> **DOCUMENT EXCERPT**:
----
The cofounder of security activist organization "cypherpunks" opens the doors of a company that builds e-commerce solutions.

Jeff Pelline Staff Writer, CNET News.com
Jeff Pelline is editor of CNET News.com. Jeff promises to buy a Toyota Prius once hybrid cars are allowed in the carpool lane with solo drivers.
Jeff Pelline
2 min read
A group led by Eric Hughes, the cofounder of the security activist organization "cypherpunks," has announced a new company called Simple Access that designs and builds infrastructure for finance, commerce, and the Internet.

"Currently, 'electronic commerce' is a euphemism for 'commerce that doesn't work,' or soon won't work on a large scale," Hughes said in a statement. "In order to prevent disasters on the horizon and build a foundation for safer and better systems, Simple Access is thinking ahead and solving problems at the infrastructure level."

He added: "We are working with leading companies that require their suppliers to have solid and experienced managers, so we brought on proven leaders."

The venture, which will be based in San Francisco, is entering a burgeoning but increasingly crowded field.

"Simple Access designs and builds infrastructure for finance, commerce, security, telephony, and the Internet," according to the company's Web site. "Our areas of expertise include transaction processing and payment systems, data security, and cryptography."
----
> **DIRECTIVES**:
a - List the fields that, according to the company's Web site quoted in the article on Simple Access, the company designs and builds infrastructure for.
b - In the article on Simple Access, in what city will the venture be based?
----
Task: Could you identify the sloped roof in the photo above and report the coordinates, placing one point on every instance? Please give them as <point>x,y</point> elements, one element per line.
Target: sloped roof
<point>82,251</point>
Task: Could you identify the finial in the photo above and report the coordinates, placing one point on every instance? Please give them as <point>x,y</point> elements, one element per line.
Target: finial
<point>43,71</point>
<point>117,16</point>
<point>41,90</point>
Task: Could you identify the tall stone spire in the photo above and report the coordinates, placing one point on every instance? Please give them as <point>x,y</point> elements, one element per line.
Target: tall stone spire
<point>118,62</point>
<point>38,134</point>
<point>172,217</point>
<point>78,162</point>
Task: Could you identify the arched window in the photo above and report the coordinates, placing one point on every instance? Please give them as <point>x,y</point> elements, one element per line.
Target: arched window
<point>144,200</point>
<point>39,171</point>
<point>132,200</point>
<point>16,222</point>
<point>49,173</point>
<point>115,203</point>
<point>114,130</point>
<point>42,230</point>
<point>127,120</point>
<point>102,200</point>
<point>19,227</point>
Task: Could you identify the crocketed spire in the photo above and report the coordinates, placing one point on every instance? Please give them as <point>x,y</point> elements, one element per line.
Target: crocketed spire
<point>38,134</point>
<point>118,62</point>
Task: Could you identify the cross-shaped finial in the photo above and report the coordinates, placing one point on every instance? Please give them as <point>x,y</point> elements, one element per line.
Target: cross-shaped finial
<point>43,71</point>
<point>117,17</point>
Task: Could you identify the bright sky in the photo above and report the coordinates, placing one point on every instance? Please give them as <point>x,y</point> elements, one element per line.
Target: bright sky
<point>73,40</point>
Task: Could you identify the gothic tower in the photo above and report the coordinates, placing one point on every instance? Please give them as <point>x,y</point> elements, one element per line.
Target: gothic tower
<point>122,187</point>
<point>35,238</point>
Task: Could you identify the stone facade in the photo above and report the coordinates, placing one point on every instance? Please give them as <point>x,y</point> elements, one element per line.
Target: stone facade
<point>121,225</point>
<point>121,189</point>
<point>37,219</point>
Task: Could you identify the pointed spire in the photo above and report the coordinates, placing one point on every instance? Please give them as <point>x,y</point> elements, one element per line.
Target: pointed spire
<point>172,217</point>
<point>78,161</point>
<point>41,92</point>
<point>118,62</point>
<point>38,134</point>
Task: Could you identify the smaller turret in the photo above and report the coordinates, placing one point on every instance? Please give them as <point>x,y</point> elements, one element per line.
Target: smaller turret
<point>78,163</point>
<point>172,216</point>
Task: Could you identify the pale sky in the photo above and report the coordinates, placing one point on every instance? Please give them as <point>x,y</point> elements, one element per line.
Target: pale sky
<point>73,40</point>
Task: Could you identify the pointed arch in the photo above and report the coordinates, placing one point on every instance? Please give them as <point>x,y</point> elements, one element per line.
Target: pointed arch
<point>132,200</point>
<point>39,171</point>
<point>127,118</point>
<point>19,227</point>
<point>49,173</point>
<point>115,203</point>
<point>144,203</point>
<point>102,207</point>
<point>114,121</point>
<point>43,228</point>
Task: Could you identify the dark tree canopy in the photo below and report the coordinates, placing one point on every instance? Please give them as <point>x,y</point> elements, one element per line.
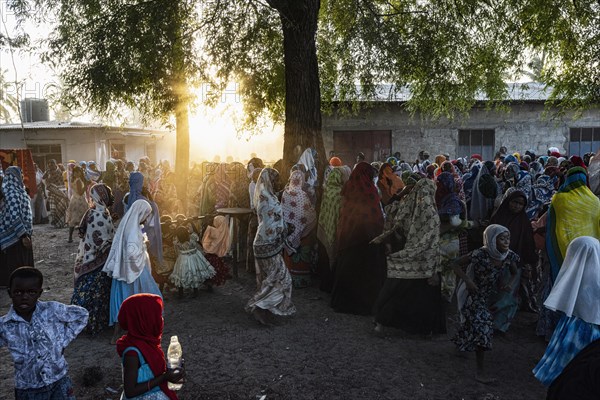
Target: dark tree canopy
<point>296,58</point>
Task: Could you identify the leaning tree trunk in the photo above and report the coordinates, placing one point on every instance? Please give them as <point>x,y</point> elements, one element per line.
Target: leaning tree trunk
<point>182,152</point>
<point>302,92</point>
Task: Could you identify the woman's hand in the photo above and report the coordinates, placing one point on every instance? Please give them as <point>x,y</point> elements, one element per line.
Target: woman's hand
<point>174,375</point>
<point>26,240</point>
<point>472,287</point>
<point>434,280</point>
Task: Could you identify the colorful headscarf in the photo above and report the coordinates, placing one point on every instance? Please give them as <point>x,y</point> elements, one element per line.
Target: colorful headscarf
<point>521,233</point>
<point>216,238</point>
<point>446,198</point>
<point>361,218</point>
<point>490,234</point>
<point>330,212</point>
<point>297,211</point>
<point>141,316</point>
<point>388,182</point>
<point>574,212</point>
<point>98,230</point>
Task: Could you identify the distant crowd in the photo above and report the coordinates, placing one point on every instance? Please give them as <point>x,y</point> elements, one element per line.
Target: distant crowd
<point>396,240</point>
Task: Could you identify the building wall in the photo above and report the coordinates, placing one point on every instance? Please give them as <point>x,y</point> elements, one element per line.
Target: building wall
<point>524,126</point>
<point>88,144</point>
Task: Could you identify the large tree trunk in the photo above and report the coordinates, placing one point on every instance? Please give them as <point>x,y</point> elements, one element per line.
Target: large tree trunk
<point>182,152</point>
<point>302,92</point>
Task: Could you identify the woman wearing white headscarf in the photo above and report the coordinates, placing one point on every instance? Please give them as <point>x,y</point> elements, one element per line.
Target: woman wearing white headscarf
<point>128,262</point>
<point>485,267</point>
<point>576,293</point>
<point>274,295</point>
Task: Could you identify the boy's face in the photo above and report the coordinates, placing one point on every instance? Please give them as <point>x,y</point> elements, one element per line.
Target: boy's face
<point>25,293</point>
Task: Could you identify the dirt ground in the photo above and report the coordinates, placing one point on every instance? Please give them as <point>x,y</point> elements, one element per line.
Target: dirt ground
<point>316,354</point>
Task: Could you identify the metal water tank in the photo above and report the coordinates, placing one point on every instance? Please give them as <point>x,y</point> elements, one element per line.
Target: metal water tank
<point>33,110</point>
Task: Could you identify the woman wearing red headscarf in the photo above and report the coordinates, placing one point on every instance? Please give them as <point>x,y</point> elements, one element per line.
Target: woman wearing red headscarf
<point>145,372</point>
<point>360,269</point>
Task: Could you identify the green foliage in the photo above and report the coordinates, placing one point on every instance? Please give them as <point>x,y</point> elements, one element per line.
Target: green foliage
<point>447,53</point>
<point>9,106</point>
<point>114,52</point>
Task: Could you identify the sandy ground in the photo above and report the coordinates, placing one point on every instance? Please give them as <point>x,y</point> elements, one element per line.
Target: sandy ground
<point>317,354</point>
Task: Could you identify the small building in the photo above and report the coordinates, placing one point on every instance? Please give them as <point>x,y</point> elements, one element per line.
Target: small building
<point>82,141</point>
<point>525,123</point>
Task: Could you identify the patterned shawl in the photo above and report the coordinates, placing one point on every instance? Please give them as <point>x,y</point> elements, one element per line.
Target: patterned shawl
<point>297,211</point>
<point>141,316</point>
<point>15,209</point>
<point>271,230</point>
<point>521,232</point>
<point>417,221</point>
<point>389,183</point>
<point>446,197</point>
<point>542,190</point>
<point>574,212</point>
<point>361,218</point>
<point>98,231</point>
<point>216,238</point>
<point>330,212</point>
<point>484,193</point>
<point>152,226</point>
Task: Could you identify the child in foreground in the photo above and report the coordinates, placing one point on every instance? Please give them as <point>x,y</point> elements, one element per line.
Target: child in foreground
<point>145,373</point>
<point>485,267</point>
<point>191,269</point>
<point>36,333</point>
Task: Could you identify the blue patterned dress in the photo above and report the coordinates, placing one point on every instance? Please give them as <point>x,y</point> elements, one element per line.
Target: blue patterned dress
<point>571,335</point>
<point>477,328</point>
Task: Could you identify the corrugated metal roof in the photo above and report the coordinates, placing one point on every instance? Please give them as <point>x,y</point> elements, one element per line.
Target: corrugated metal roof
<point>517,91</point>
<point>125,131</point>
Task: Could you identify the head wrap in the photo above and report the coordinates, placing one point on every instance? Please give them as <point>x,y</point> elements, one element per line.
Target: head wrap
<point>141,316</point>
<point>128,257</point>
<point>490,235</point>
<point>335,162</point>
<point>577,285</point>
<point>216,237</point>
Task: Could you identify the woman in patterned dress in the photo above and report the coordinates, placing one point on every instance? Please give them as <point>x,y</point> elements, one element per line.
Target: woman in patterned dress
<point>56,197</point>
<point>411,298</point>
<point>485,266</point>
<point>78,205</point>
<point>359,271</point>
<point>299,244</point>
<point>274,295</point>
<point>92,285</point>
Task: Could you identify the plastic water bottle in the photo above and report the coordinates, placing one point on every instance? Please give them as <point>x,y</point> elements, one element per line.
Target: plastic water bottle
<point>174,354</point>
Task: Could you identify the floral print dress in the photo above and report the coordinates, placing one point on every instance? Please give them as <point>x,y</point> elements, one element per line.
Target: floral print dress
<point>477,329</point>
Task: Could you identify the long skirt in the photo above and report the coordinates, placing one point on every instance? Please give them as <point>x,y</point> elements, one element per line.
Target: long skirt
<point>38,208</point>
<point>412,305</point>
<point>92,292</point>
<point>275,292</point>
<point>223,273</point>
<point>120,290</point>
<point>504,305</point>
<point>12,258</point>
<point>359,275</point>
<point>324,270</point>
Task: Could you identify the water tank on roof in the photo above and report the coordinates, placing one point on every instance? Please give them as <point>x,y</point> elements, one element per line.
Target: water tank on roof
<point>33,110</point>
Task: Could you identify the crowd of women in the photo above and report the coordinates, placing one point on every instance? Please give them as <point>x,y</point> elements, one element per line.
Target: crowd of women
<point>394,240</point>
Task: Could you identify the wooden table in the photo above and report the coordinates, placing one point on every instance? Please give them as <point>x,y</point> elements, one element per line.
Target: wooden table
<point>235,213</point>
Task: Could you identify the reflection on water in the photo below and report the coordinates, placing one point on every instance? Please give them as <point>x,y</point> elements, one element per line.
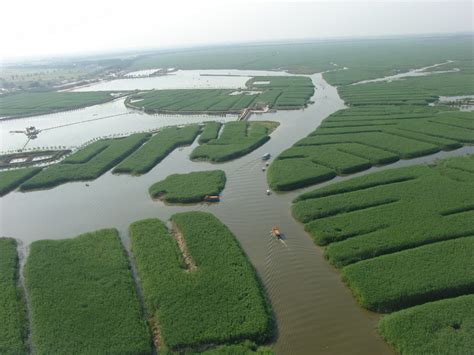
----
> **RESPONSES PER TASK**:
a - Finance, commerce, security, telephony, and the Internet

b - San Francisco